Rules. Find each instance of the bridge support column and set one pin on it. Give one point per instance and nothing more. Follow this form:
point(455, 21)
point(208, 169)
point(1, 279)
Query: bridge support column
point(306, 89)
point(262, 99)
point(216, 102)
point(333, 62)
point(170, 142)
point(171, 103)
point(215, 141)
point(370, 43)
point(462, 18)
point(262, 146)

## Exercise
Format the data above as a Markdown table with the columns Row and Text, giving each line its own numbered row and leaving out blank lines.

## Answer in full
| Row | Text |
|---|---|
| 1 | Rules. Find each instance of the bridge support column and set one pin on it. Give one point per instance and nothing more. Follow this form: |
| 2 | point(455, 21) |
| 3 | point(208, 169) |
| 4 | point(1, 279) |
| 5 | Query: bridge support column |
| 6 | point(306, 89) |
| 7 | point(262, 99) |
| 8 | point(216, 102) |
| 9 | point(333, 62) |
| 10 | point(170, 142) |
| 11 | point(171, 103) |
| 12 | point(215, 141) |
| 13 | point(370, 43) |
| 14 | point(462, 18) |
| 15 | point(262, 146) |